# WHAT TO WORK ON
Which lines of the data below contain "stork"? Please show them all.

START TASK DATA

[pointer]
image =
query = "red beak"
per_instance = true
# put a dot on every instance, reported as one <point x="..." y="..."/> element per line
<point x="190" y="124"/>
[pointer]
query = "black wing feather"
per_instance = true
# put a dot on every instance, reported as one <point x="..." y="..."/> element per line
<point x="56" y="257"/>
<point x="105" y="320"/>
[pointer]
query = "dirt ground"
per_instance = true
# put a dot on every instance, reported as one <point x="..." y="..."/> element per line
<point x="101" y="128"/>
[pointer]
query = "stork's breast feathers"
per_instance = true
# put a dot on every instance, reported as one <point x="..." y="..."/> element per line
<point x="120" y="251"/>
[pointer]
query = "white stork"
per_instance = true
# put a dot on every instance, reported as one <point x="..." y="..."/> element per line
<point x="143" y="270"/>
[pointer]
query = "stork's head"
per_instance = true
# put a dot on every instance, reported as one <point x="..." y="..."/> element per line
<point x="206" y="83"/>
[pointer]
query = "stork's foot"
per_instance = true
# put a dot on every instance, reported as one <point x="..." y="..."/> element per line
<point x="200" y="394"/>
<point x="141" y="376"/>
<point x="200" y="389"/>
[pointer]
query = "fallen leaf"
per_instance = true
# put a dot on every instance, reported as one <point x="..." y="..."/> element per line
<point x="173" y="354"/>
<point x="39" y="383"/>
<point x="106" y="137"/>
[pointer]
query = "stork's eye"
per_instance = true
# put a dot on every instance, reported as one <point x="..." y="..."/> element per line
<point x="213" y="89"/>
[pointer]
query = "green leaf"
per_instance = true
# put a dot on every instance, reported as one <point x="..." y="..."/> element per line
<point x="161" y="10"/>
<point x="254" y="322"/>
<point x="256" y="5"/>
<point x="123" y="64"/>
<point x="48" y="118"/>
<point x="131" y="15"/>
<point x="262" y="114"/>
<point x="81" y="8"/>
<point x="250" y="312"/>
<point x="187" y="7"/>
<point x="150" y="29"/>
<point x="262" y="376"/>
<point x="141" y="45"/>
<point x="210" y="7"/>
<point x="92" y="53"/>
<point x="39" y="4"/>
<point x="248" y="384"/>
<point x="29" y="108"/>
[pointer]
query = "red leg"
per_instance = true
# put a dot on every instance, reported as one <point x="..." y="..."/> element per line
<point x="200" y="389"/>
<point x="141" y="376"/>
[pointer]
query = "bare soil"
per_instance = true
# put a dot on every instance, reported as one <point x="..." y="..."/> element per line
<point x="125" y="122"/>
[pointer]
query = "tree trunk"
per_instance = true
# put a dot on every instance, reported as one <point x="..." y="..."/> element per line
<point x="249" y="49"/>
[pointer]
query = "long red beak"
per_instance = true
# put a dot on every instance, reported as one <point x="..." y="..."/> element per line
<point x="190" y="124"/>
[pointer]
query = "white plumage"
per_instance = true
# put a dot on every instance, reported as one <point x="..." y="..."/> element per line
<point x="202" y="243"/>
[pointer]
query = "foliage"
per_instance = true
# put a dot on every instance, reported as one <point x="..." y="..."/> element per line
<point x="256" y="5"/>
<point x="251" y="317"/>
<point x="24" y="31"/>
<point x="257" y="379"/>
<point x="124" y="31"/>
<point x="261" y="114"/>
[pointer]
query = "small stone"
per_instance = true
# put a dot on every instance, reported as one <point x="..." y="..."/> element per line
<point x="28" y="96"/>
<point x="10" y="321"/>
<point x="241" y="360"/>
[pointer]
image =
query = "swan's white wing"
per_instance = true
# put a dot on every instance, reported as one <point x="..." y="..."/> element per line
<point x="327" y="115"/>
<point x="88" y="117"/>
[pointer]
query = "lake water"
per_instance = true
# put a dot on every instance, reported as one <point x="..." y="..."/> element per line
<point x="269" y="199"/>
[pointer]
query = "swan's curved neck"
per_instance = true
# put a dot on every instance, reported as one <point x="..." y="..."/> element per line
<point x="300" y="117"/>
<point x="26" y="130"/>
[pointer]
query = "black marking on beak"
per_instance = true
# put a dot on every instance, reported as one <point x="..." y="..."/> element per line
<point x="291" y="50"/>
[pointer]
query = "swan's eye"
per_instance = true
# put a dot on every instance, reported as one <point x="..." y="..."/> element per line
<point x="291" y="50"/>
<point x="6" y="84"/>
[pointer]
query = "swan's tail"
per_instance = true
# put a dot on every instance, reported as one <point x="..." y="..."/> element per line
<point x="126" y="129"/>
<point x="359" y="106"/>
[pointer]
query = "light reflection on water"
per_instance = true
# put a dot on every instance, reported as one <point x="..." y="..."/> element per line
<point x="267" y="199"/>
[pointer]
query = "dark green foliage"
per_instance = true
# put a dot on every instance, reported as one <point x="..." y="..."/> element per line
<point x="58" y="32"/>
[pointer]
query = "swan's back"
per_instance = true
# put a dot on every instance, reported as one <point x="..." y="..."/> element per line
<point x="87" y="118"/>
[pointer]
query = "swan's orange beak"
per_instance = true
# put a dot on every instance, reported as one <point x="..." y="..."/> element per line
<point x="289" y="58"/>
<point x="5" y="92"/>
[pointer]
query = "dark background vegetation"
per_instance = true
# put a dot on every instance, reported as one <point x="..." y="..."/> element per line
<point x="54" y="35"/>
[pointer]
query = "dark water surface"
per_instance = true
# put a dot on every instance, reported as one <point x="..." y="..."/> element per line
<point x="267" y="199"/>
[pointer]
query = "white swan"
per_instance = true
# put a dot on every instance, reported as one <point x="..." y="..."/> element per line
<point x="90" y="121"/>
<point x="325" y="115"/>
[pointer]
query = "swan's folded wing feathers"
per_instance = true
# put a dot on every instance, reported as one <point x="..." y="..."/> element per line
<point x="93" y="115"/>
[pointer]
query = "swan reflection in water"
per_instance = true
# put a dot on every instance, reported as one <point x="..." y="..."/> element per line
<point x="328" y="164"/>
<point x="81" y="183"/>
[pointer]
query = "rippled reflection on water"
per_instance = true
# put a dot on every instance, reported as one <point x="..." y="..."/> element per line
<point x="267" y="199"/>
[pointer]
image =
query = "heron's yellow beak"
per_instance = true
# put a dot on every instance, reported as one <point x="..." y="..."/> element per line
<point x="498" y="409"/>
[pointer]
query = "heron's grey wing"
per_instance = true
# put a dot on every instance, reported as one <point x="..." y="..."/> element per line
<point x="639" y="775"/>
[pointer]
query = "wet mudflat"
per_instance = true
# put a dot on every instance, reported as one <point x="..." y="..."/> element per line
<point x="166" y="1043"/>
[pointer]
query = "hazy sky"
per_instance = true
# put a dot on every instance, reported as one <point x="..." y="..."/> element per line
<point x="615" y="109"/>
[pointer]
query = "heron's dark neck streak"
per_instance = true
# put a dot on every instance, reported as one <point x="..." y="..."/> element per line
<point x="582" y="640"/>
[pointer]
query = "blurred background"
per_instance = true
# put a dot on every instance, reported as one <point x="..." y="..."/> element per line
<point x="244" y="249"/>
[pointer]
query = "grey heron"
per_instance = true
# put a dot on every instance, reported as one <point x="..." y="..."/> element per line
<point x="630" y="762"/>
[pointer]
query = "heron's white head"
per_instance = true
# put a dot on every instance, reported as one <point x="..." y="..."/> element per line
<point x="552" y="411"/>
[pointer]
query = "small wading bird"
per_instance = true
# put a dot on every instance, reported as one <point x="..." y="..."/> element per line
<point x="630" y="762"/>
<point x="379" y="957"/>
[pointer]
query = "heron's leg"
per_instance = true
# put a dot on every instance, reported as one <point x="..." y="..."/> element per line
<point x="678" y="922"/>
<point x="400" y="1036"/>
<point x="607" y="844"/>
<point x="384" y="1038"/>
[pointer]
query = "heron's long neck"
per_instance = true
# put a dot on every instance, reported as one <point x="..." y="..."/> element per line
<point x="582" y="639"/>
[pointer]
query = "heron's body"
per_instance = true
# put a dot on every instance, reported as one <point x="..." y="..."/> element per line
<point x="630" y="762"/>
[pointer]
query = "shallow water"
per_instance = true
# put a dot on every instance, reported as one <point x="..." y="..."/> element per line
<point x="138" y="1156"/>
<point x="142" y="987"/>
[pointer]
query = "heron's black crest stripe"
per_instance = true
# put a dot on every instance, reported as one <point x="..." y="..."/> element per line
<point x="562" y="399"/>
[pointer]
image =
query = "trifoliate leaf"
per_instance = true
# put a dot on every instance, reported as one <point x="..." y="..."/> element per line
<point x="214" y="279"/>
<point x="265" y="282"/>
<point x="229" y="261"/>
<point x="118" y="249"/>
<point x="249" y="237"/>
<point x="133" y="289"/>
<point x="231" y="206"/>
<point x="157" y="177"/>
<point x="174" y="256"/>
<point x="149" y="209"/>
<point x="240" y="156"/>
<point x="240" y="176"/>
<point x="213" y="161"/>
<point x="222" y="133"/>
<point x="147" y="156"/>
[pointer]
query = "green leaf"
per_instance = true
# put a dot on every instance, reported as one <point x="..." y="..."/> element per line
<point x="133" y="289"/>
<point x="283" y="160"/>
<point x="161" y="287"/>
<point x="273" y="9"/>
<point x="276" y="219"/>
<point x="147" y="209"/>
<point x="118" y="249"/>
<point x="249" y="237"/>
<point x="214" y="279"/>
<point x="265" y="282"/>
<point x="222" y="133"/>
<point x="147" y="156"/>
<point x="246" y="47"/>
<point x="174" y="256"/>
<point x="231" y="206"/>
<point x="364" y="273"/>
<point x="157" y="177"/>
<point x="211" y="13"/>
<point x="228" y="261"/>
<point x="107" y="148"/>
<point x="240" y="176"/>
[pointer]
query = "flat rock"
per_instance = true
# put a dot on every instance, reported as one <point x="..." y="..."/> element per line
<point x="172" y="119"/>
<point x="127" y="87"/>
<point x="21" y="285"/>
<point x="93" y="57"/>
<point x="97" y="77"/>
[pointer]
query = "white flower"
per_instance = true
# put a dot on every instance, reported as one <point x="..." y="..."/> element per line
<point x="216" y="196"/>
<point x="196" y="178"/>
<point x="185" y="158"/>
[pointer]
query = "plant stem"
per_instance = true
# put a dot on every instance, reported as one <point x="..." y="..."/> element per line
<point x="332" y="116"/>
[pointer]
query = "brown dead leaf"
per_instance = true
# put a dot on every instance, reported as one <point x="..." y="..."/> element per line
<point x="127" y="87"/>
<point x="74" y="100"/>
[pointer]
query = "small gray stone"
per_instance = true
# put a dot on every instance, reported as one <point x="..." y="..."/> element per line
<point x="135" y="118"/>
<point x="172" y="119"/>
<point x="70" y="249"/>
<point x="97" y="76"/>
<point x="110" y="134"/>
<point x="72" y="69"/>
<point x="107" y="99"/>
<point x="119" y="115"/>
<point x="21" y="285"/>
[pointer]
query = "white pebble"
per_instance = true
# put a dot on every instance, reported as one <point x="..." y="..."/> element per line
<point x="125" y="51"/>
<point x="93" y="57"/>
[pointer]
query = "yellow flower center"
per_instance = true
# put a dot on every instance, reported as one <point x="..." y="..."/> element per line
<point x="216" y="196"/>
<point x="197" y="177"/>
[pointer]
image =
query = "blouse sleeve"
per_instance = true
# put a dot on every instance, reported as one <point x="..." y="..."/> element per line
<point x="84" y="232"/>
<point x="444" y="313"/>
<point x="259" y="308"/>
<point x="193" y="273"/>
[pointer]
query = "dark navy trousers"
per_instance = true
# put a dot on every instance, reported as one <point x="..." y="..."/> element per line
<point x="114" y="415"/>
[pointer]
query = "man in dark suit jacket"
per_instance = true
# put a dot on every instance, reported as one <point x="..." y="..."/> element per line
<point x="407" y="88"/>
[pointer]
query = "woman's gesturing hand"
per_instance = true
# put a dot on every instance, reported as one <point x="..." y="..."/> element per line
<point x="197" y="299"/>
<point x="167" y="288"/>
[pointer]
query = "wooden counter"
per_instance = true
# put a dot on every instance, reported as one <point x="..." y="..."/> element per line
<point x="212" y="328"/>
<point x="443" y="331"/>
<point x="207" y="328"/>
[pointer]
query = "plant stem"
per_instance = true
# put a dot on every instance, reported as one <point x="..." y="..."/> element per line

END TASK DATA

# YOUR RESPONSE
query = "stork's breast feathers"
query = "white stork"
query = "stork's head"
query = "stork's foot"
query = "stork's eye"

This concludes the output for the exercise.